* **SET TASK**:
In the passage on the ark and the coffin, copy everything from "The mixed multitude that trembled" down to "are heartbreakingly familiar.", changing "mixed multitude" to "diverse throng" throughout.
---------- PASSAGE GIVEN ----------
The second aron is the one that contains Joseph’s bones – aron also designates a coffin.

An ark. A coffin.

The mixed multitude that trembled with fear, that danced in rejoicing, the mixed multitude that will experience a lifetime of vicissitudes in the wilderness, that people carries with them both memory and hope, both death and the law that sustains life.

The act of ritual remembrance has been one of the most powerful ways by which we have maintained our multifaceted, diverse, and ever-changing sense of what it means to be Jewish. We know who we are when we can identify who we come from. This is fact, even when our ancestors are mythical creations, the stuff of stories told around campfires under ancient skies and brilliant stars. They are real to us – or can be. Their flaws are our flaws; their struggles are heartbreakingly familiar.
---------- GIVEN RECORDS ----------
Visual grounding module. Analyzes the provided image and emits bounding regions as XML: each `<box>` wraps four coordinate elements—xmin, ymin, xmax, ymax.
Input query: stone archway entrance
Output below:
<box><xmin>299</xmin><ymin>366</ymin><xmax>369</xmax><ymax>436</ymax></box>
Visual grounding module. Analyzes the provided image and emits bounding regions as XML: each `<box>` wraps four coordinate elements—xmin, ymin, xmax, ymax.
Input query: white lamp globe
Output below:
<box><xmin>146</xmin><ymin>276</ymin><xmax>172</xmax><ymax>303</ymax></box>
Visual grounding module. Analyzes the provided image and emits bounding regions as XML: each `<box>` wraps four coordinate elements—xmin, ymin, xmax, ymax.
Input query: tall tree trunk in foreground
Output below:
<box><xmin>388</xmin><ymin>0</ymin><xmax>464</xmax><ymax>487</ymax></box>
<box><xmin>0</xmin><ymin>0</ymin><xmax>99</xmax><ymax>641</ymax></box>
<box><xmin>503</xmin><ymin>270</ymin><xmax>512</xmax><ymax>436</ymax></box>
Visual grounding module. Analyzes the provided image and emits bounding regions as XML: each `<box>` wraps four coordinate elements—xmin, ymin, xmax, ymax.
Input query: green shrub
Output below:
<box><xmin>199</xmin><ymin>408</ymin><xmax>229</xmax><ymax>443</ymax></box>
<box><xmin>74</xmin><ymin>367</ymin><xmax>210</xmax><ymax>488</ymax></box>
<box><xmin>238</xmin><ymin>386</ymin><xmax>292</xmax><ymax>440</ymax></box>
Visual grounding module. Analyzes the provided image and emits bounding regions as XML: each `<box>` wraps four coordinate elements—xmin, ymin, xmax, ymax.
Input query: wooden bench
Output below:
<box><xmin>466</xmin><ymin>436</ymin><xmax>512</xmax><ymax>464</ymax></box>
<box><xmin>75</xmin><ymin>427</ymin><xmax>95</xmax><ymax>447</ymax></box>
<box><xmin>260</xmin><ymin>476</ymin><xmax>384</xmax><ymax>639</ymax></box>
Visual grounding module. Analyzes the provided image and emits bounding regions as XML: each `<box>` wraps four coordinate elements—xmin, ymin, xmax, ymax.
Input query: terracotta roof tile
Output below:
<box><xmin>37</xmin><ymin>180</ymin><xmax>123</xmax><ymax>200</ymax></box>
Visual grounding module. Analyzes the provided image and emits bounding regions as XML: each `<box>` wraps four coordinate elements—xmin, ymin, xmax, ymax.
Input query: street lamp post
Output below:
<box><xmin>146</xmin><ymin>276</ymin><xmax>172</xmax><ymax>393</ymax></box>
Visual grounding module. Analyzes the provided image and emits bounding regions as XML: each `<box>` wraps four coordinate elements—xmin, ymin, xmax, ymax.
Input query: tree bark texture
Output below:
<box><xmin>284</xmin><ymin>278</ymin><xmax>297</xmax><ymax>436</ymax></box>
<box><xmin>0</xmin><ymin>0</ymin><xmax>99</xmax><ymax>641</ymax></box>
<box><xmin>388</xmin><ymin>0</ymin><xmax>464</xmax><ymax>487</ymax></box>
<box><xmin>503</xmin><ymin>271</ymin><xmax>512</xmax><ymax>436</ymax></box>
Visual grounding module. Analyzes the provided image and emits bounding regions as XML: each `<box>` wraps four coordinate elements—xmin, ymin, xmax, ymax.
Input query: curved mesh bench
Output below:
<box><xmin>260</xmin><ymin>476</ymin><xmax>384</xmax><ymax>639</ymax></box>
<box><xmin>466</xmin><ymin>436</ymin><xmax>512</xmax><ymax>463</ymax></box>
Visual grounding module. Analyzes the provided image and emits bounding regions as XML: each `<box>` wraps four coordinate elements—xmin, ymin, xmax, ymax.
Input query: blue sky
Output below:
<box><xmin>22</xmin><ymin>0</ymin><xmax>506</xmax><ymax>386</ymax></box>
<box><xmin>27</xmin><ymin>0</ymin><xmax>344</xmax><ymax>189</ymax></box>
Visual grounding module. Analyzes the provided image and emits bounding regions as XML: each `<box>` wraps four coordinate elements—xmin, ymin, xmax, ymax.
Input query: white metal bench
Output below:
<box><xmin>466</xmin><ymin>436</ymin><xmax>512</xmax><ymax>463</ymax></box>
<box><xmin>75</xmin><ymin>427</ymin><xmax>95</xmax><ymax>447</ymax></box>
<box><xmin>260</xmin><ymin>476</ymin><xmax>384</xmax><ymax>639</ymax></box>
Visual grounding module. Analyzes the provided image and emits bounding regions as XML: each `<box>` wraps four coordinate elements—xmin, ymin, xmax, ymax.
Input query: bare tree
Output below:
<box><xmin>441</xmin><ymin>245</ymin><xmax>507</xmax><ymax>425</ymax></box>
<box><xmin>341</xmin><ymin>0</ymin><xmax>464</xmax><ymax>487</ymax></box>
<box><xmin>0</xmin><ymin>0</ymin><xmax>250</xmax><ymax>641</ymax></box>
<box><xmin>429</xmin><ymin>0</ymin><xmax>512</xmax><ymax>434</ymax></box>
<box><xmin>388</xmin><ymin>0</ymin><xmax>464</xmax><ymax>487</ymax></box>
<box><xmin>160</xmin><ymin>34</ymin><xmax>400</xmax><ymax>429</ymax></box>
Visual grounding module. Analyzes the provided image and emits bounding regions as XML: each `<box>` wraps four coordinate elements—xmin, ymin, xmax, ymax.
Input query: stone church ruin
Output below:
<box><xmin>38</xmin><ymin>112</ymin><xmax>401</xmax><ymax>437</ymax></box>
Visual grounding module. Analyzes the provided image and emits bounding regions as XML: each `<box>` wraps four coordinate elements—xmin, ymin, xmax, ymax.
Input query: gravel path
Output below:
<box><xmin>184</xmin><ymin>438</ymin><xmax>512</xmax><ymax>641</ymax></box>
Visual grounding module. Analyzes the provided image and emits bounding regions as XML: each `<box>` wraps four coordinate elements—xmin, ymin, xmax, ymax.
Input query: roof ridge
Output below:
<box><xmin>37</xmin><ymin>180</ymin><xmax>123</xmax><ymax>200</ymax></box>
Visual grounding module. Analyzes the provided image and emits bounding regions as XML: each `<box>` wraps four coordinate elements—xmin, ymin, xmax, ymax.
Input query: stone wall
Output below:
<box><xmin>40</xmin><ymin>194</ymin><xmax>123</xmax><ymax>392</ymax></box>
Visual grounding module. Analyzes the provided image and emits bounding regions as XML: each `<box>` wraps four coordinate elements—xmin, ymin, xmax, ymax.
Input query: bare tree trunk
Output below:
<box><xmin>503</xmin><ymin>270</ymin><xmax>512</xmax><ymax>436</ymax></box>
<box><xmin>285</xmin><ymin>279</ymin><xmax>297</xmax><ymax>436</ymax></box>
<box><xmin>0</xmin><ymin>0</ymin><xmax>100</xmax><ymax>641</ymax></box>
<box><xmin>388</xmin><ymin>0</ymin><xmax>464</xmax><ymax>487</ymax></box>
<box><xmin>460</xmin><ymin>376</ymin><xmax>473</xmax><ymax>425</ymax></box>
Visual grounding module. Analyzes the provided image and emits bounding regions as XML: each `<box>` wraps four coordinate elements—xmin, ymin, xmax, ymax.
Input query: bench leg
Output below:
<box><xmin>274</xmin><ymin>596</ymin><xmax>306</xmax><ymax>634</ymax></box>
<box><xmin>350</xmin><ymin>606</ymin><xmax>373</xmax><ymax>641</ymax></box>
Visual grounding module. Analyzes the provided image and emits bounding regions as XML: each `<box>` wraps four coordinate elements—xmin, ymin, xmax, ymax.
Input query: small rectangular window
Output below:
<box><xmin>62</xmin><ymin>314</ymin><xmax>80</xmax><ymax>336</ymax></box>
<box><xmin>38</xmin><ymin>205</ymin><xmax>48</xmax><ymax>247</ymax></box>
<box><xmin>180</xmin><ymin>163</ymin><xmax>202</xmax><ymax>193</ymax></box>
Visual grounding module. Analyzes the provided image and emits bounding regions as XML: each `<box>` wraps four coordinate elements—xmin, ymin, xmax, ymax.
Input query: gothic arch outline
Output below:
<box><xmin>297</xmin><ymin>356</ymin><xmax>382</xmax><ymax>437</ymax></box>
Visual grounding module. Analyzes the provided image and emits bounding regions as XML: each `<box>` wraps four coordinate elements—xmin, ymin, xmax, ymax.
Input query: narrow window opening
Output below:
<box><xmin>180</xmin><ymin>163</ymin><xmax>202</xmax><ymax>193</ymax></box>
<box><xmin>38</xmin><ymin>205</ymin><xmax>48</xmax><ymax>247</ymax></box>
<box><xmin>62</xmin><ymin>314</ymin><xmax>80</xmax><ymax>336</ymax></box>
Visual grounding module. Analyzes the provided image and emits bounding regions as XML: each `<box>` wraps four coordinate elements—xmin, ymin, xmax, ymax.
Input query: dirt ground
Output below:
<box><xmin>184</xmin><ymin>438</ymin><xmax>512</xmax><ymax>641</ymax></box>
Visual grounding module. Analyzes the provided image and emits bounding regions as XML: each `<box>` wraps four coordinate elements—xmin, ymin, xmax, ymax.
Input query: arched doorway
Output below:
----------
* **EXERCISE SOLUTION**:
The diverse throng that trembled with fear, that danced in rejoicing, the diverse throng that will experience a lifetime of vicissitudes in the wilderness, that people carries with them both memory and hope, both death and the law that sustains life.

The act of ritual remembrance has been one of the most powerful ways by which we have maintained our multifaceted, diverse, and ever-changing sense of what it means to be Jewish. We know who we are when we can identify who we come from. This is fact, even when our ancestors are mythical creations, the stuff of stories told around campfires under ancient skies and brilliant stars. They are real to us – or can be. Their flaws are our flaws; their struggles are heartbreakingly familiar.